TAREAS PENDIENTES ->
1 > Reproduce del texto sobre la lectura de Ars vivendi todo lo que va desde "No diré que" hasta "parte del tiempo.".
2 > Prolonga el texto sobre la lectura de Ars vivendi desde el punto en que se detiene.

TEXTO DE LA PÁGINA ->
——
Es difícil encontrar un mejor
destino para un libro que la emoción, la reflexión y el aprendizaje lleguen
hasta sus lectores. Y eso me ha sucedido con Ars vivendi, que anoche rematé… por vez primera.
Siempre he sostenido
que los libros llegan a uno en la época precisa. Y es significativo que haya
terminado la primera lectura del libro apenas siete meses después de la fecha
en que se concluyó de imprimir.
No diré que parece
que fue publicado para mi lectura, no alcanza tan lejos mi vanidad; lo que
vengo a decir es que en esta encrucijada en la que ahora paso los días, era
necesaria su lectura, como otras que en estas semanas del estío me están
ocupando parte del tiempo.
——
MATERIAL APORTADO ->
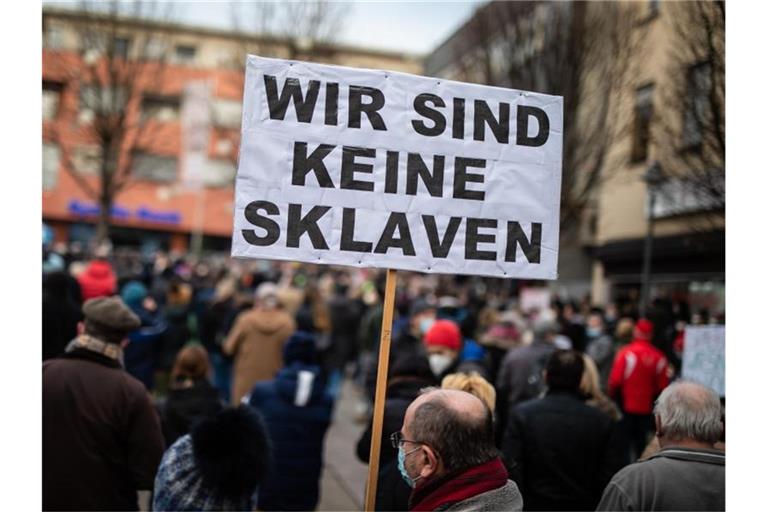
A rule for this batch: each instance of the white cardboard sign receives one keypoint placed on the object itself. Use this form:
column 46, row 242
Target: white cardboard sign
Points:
column 381, row 169
column 704, row 356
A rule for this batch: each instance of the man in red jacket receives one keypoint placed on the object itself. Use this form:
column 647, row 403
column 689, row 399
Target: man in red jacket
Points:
column 638, row 375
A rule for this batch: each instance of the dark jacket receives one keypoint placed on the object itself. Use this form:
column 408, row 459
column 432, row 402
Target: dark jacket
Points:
column 297, row 433
column 61, row 313
column 565, row 450
column 672, row 479
column 101, row 435
column 186, row 405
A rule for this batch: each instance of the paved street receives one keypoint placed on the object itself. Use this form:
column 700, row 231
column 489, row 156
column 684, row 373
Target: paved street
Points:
column 344, row 476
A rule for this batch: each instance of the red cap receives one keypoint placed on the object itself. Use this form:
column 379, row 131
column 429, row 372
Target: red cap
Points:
column 643, row 329
column 444, row 333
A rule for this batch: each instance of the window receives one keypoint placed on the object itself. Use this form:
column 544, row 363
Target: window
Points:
column 653, row 8
column 120, row 47
column 54, row 38
column 153, row 167
column 155, row 49
column 641, row 133
column 697, row 106
column 185, row 54
column 227, row 113
column 51, row 99
column 87, row 159
column 219, row 173
column 50, row 165
column 160, row 108
column 100, row 100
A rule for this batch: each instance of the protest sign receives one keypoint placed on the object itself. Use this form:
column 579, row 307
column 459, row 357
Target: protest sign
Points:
column 704, row 356
column 390, row 170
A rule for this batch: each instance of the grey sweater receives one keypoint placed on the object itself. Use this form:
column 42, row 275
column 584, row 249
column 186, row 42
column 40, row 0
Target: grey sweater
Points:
column 673, row 479
column 506, row 498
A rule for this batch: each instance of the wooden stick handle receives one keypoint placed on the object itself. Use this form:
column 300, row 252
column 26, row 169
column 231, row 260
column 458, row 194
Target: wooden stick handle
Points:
column 381, row 389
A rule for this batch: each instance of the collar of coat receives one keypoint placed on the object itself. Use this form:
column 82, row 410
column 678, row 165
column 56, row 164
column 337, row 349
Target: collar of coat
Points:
column 460, row 486
column 86, row 346
column 710, row 456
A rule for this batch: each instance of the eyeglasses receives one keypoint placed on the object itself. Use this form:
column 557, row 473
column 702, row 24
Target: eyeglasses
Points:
column 397, row 440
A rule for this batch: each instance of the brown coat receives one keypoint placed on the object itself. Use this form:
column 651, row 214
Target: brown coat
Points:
column 101, row 435
column 256, row 340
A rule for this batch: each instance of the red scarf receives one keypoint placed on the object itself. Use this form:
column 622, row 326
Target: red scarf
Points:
column 461, row 486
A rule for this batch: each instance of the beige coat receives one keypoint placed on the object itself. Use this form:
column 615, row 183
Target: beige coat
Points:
column 256, row 340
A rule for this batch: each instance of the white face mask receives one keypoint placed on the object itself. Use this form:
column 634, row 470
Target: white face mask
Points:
column 439, row 363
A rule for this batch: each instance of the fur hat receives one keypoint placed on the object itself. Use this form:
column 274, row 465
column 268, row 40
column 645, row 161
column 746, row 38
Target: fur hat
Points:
column 232, row 450
column 444, row 333
column 218, row 466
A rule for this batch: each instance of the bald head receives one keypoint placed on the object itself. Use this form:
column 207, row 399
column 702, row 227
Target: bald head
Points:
column 687, row 411
column 456, row 424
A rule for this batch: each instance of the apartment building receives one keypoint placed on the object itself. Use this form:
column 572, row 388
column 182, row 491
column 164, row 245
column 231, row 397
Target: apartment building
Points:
column 643, row 84
column 176, row 105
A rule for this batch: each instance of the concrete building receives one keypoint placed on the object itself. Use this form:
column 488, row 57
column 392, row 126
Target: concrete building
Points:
column 165, row 198
column 655, row 85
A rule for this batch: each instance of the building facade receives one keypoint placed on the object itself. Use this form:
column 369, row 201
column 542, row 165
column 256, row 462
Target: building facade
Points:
column 174, row 94
column 643, row 84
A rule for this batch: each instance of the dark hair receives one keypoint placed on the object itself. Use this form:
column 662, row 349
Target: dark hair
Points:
column 232, row 451
column 564, row 369
column 191, row 363
column 461, row 440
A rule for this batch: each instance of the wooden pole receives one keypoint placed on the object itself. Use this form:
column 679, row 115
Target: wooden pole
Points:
column 381, row 389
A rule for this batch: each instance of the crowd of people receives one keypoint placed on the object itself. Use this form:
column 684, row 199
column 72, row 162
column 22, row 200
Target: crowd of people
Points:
column 209, row 384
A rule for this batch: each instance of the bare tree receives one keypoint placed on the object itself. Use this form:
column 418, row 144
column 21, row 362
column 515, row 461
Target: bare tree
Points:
column 689, row 134
column 303, row 27
column 119, row 58
column 578, row 50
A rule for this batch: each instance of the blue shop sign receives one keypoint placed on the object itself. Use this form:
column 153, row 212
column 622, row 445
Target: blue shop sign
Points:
column 118, row 212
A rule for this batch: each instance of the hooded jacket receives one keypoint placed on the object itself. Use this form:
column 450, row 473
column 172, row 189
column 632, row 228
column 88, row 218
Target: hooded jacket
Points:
column 638, row 375
column 97, row 280
column 256, row 341
column 297, row 411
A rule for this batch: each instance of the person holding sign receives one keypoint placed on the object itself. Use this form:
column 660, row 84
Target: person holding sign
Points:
column 447, row 455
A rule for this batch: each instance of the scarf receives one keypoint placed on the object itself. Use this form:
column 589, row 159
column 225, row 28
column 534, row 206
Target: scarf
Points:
column 459, row 486
column 89, row 343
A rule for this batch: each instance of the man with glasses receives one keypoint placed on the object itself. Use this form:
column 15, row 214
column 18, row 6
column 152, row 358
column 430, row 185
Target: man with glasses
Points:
column 447, row 455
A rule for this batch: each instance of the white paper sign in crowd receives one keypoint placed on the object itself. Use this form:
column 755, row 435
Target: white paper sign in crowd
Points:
column 704, row 356
column 382, row 169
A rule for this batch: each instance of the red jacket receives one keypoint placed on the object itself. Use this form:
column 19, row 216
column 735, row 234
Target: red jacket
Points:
column 97, row 280
column 638, row 375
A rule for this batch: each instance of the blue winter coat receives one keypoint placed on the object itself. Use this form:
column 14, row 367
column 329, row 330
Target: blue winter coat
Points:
column 297, row 411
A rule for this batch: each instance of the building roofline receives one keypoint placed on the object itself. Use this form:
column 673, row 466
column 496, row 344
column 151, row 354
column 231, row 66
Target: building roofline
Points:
column 171, row 26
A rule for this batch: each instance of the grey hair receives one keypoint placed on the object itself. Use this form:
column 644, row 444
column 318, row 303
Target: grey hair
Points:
column 461, row 441
column 689, row 411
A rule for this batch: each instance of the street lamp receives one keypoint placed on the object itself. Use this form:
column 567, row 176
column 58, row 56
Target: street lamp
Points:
column 653, row 178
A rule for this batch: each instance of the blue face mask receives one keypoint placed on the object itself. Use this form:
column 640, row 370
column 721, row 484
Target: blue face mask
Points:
column 401, row 454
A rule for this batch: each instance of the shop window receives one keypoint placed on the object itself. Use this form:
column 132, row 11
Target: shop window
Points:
column 641, row 133
column 149, row 167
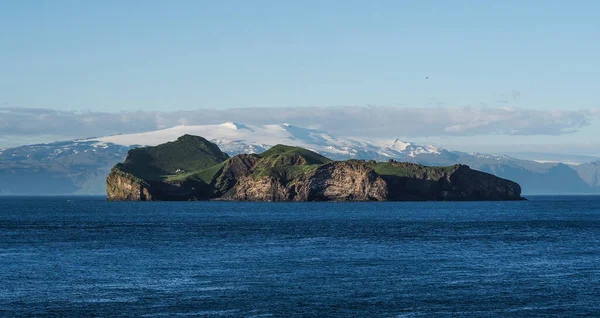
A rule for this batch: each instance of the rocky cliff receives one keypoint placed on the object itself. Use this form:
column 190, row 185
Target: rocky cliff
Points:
column 285, row 173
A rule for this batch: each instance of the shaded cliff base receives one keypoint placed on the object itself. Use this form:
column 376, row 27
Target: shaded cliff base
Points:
column 285, row 173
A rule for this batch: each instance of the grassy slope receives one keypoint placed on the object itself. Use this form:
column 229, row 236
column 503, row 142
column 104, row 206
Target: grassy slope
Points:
column 189, row 153
column 400, row 169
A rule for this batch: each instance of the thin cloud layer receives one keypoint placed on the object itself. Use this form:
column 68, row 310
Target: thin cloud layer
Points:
column 374, row 121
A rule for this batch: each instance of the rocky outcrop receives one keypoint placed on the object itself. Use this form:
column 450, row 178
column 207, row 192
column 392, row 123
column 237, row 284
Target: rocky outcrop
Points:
column 335, row 181
column 345, row 181
column 122, row 186
column 286, row 173
column 453, row 183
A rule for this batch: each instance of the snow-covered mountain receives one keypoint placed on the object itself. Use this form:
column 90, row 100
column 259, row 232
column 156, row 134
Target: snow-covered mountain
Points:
column 81, row 166
column 235, row 138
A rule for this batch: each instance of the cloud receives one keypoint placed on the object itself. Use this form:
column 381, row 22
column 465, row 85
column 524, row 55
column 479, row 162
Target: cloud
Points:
column 372, row 121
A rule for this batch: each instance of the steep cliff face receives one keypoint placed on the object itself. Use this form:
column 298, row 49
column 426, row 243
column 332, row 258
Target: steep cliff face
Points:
column 346, row 181
column 335, row 181
column 121, row 186
column 408, row 181
column 286, row 173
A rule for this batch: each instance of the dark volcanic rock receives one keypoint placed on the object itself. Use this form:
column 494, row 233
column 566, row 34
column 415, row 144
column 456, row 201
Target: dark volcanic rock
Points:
column 293, row 174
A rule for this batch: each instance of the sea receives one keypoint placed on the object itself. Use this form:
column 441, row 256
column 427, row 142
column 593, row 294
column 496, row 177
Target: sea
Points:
column 85, row 257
——
RESULTADOS ->
1 >
No diré que parece
que fue publicado para mi lectura, no alcanza tan lejos mi vanidad; lo que
vengo a decir es que en esta encrucijada en la que ahora paso los días, era
necesaria su lectura, como otras que en estas semanas del estío me están
ocupando parte del tiempo.

2 >
Muchos minutos de
reflexión se han trenzado con su lectura. Mucho lápiz rojo he usado en su
subrayado. Son muchas las enseñanzas que puedo sacar de este librito. También
muchos los caminos que me abre. Y sobre todo, es mucha la emoción que he
sentido percibiendo la suya.
Durante las últimas
semanas, o meses, vengo pensando en que el tiempo que me corresponda, cuya
duración no me interesa saber, pues por algo nos la han ocultado, no me
alcanzará para casi nada de aquello con que vagamente soñé alguna vez.
Tengo la impresión,
no de haber perdido esos días que ya forman parte de mi sombra, sino de
haberlos caminado sin la hondura necesaria, sin la lentitud que hubiera permitido
llenar de asombro mis ojos.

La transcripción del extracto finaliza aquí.